> **Set exercise**
Please rewrite the stretch of rows from the one containing "building present and output the corresponding bounding boxes." through the one containing "[0,0,474,378]", swapping every "photograph" for "image" and keeping everything else identical.

> **Data listing**
########################################

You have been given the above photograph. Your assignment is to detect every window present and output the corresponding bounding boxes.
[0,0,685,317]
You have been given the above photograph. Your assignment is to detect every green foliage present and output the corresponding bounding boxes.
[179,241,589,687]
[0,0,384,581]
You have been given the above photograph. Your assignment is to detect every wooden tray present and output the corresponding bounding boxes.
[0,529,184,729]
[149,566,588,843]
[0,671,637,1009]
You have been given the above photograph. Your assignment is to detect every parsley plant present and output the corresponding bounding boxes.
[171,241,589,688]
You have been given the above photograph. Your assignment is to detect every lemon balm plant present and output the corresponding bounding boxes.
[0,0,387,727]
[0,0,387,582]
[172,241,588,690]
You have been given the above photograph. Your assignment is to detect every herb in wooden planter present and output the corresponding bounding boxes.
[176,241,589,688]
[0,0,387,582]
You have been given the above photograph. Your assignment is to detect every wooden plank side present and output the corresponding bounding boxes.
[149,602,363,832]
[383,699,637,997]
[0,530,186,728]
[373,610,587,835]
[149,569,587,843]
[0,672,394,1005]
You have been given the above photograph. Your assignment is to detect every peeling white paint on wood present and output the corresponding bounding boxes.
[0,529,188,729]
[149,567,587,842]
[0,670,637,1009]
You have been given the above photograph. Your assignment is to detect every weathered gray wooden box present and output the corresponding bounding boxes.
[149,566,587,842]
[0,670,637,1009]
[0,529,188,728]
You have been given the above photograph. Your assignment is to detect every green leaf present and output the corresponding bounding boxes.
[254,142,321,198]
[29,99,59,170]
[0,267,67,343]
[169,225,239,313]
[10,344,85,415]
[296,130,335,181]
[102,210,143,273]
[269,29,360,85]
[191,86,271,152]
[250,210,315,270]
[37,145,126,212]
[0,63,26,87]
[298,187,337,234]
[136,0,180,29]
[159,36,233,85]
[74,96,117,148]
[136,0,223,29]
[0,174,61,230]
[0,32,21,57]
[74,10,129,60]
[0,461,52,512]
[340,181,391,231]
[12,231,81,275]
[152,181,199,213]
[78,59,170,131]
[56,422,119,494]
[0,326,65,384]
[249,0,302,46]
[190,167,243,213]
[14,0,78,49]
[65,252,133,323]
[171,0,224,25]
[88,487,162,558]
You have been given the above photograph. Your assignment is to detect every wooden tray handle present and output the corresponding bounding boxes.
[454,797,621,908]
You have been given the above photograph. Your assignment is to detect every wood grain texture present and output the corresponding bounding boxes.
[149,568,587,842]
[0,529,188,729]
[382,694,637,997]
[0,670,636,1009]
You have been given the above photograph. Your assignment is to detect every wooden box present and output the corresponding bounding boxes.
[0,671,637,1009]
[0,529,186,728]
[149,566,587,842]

########################################

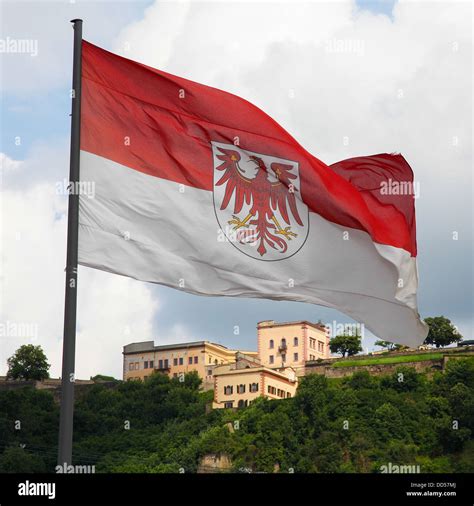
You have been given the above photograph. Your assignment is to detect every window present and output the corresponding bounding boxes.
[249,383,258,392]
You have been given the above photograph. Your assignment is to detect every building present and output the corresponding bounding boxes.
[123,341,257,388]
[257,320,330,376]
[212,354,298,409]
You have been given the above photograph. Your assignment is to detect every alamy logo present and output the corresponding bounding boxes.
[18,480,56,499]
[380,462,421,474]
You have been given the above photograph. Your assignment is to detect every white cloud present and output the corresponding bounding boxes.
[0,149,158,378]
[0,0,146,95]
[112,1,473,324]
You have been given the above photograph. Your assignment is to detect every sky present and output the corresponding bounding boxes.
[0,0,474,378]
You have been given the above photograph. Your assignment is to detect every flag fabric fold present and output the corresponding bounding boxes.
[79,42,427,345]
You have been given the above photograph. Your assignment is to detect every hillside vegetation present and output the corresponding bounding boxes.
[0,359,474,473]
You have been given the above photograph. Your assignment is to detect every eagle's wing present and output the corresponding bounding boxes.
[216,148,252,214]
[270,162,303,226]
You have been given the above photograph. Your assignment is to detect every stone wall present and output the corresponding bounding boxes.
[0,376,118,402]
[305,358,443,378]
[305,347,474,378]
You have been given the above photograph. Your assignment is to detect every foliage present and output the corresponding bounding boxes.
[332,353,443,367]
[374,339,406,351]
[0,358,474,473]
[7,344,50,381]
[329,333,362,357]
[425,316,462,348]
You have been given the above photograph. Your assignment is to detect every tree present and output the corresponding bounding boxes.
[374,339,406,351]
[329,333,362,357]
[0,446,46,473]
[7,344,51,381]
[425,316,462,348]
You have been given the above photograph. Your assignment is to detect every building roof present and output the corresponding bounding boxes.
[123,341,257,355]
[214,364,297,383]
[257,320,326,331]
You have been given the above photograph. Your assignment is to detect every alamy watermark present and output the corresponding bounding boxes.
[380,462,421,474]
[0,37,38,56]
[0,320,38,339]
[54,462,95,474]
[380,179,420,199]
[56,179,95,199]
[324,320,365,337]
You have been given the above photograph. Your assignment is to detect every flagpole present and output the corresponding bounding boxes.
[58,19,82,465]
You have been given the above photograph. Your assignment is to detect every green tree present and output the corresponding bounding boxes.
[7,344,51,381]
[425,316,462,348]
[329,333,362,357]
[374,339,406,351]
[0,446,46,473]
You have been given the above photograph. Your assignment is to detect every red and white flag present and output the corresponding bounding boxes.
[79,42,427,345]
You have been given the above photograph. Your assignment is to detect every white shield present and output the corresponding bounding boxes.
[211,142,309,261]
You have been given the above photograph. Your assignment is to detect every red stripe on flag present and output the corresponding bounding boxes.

########################################

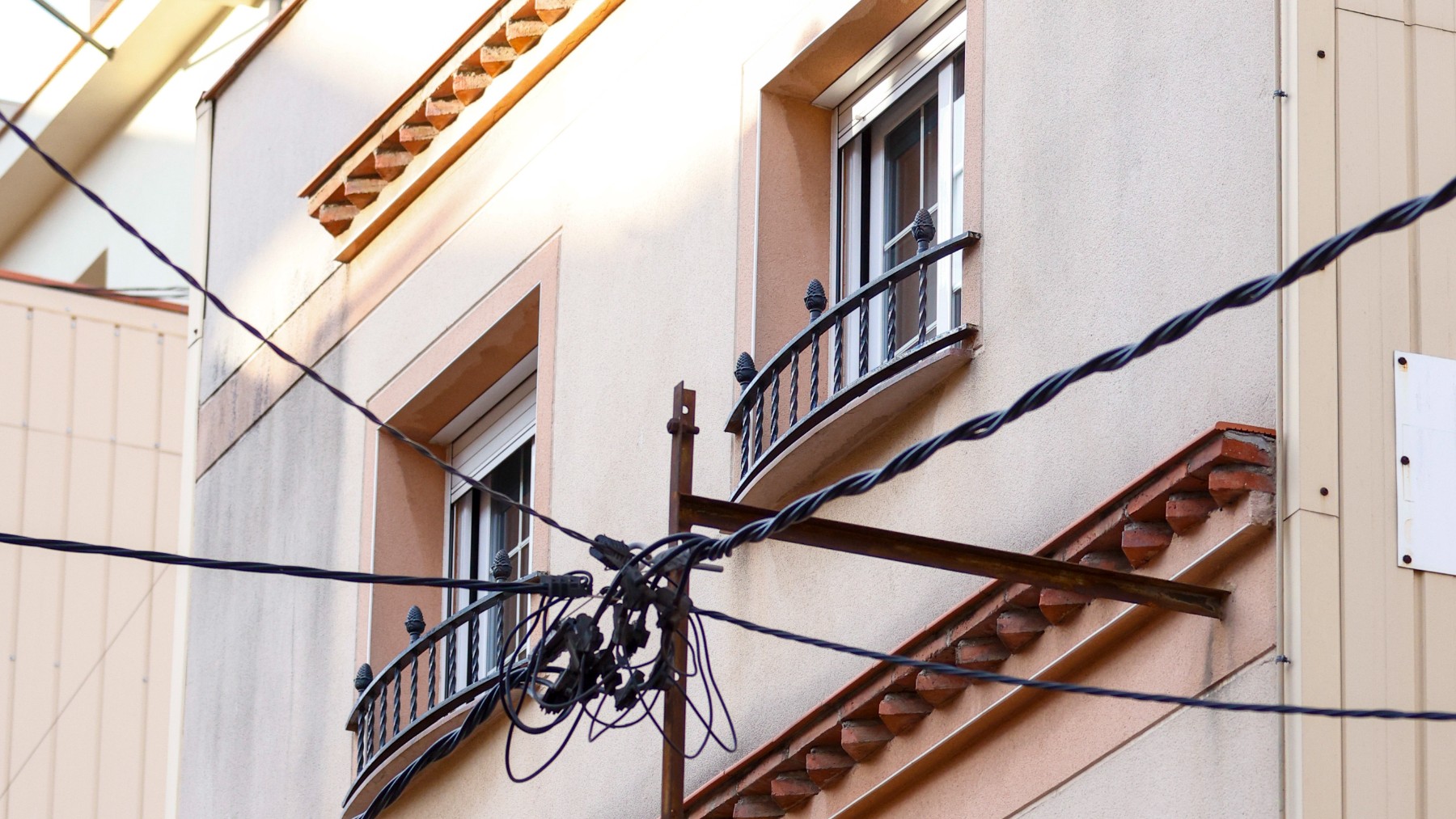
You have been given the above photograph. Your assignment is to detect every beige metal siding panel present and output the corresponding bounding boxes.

########################################

> **Output of the task**
You have been given the above image. Your assignment is to detect every building present and output the corresponding bounding boxes.
[123,341,257,388]
[257,320,330,376]
[212,354,298,409]
You have been given the above image. Your assignment is to detect every alamy logo present and output the corresponding bounding boxes.
[18,480,56,499]
[380,462,421,474]
You have been given the above image. Your assignment is to detect every white cloud present and output the corresponding bounding boxes.
[0,149,158,378]
[0,0,146,95]
[112,1,473,324]
You have been given the above image. Your assignment is to detect every sky present and output the corresponding bounding boxes.
[0,0,474,378]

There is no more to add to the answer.